• _What is needed_
Please edit the lines of the rows below, from the line holding "207 123 L 208" through the line holding "255 90 L 263", inclusive. Replace "evenodd" with "nonzero", leave everything else unchanged, and write out only those lines.

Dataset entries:
-- START --
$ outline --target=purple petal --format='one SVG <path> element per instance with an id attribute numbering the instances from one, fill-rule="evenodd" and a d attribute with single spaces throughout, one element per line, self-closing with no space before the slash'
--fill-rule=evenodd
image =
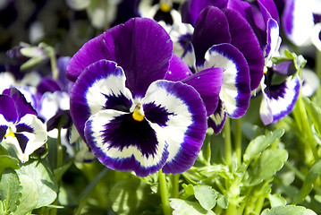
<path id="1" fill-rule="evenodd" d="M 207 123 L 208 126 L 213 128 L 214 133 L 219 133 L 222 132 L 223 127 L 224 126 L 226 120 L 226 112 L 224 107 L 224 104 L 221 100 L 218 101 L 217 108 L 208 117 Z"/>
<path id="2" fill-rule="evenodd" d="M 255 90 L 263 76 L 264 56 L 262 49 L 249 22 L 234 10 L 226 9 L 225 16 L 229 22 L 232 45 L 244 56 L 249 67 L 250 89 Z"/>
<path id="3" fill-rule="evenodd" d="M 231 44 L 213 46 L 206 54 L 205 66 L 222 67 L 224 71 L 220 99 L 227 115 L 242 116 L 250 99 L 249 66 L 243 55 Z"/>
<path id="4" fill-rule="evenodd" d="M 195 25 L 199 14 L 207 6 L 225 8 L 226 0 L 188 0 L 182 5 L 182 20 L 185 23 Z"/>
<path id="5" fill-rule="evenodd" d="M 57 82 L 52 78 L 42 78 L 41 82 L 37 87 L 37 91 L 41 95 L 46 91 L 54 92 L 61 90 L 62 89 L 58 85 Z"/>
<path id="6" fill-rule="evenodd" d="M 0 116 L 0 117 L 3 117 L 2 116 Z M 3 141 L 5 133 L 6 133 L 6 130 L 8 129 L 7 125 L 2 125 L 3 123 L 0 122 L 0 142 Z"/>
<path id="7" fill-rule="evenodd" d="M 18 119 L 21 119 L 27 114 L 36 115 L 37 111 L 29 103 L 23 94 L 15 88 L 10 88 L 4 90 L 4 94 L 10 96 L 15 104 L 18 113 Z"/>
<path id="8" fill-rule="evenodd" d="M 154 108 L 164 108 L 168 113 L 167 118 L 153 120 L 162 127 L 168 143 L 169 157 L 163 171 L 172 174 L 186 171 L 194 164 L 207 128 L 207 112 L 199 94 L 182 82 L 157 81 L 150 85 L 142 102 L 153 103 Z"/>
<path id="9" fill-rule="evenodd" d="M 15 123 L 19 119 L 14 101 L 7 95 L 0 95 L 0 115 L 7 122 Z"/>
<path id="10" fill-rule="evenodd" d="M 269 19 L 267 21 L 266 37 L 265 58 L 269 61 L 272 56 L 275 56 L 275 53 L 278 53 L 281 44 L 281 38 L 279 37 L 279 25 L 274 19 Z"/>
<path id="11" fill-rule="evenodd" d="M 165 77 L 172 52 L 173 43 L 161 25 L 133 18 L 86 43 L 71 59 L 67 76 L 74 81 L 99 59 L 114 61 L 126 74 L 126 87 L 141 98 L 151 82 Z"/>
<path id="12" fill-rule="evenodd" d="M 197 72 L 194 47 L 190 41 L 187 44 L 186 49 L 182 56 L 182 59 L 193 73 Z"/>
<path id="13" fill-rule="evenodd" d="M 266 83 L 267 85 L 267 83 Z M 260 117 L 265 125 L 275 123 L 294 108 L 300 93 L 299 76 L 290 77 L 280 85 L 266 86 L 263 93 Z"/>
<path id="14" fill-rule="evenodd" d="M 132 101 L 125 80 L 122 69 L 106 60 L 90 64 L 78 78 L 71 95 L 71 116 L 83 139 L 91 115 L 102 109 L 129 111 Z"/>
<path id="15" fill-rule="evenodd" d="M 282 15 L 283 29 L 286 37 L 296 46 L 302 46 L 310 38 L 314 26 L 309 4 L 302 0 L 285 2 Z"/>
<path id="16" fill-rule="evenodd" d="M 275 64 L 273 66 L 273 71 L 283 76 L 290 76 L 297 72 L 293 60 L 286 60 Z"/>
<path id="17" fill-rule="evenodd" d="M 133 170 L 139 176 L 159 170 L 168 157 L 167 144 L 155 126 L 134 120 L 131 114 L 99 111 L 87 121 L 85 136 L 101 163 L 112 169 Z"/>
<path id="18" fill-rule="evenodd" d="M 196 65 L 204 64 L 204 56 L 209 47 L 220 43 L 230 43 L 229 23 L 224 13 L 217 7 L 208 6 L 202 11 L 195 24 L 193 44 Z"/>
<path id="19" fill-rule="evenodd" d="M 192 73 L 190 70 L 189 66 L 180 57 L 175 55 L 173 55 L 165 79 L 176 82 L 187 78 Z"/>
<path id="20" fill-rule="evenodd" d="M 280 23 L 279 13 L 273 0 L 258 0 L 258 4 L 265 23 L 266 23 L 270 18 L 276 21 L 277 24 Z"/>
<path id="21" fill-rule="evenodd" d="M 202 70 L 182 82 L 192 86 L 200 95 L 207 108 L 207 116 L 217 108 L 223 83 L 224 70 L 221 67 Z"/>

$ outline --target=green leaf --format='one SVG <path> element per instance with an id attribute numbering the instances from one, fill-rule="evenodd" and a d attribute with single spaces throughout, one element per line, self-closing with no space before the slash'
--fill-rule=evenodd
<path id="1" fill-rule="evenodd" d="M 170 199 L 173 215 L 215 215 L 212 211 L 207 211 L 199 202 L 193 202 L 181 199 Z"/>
-- END --
• _Task response_
<path id="1" fill-rule="nonzero" d="M 207 123 L 208 126 L 213 128 L 214 133 L 219 133 L 222 132 L 223 127 L 224 126 L 226 120 L 226 112 L 224 107 L 224 104 L 221 100 L 218 101 L 217 108 L 208 117 Z"/>
<path id="2" fill-rule="nonzero" d="M 255 90 L 263 76 L 264 56 L 262 49 L 249 22 L 234 10 L 226 9 L 225 16 L 229 22 L 232 45 L 244 56 L 249 67 L 250 89 Z"/>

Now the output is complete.